Leave out every line before the one containing "Target: green stem", and set down that line and the rest through the end of the listing exactly.

(TASK INPUT begins)

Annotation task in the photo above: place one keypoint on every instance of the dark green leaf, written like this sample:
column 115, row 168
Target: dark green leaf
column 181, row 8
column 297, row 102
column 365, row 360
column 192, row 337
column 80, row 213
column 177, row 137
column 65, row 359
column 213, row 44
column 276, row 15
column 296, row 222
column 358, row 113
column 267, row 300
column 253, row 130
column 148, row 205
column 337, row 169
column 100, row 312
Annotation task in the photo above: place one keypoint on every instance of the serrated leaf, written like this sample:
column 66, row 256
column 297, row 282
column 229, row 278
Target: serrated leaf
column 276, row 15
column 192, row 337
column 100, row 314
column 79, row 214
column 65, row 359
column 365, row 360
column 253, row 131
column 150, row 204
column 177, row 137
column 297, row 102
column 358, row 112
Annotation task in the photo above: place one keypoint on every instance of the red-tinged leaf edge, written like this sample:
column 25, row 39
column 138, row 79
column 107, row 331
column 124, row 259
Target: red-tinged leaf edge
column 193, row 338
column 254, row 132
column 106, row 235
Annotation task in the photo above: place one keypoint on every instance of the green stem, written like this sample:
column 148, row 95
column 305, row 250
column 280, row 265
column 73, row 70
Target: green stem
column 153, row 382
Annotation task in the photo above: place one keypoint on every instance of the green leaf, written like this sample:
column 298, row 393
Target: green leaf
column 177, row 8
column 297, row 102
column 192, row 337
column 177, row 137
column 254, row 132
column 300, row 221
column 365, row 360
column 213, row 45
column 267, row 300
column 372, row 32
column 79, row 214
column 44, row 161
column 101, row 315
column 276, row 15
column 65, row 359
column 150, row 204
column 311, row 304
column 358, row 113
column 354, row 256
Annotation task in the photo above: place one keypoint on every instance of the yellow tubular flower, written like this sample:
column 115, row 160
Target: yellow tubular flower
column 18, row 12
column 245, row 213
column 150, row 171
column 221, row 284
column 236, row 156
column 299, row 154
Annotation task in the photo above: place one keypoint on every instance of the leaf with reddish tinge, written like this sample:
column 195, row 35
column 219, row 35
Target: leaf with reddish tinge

(TASK INPUT ends)

# RESULT FOR THIS TASK:
Target: green stem
column 153, row 382
Annotation task in the photo above: place one keypoint on every instance of the green leaf, written like this sample:
column 298, row 393
Target: green leaf
column 177, row 8
column 297, row 102
column 192, row 337
column 177, row 137
column 254, row 132
column 300, row 221
column 365, row 360
column 213, row 45
column 267, row 300
column 372, row 32
column 79, row 214
column 44, row 161
column 101, row 315
column 276, row 15
column 65, row 359
column 150, row 204
column 311, row 304
column 358, row 113
column 354, row 256
Annotation task in the photo above: place one keypoint on every instance of the yellow tubular flower, written like this sample:
column 115, row 160
Target: yellow tubular flower
column 18, row 12
column 245, row 213
column 150, row 171
column 221, row 284
column 236, row 156
column 299, row 154
Annotation task in the photo above: place one keypoint on every instance of the leaf with reddish tinge, written like this sample:
column 195, row 35
column 219, row 35
Target: leaf with reddish tinge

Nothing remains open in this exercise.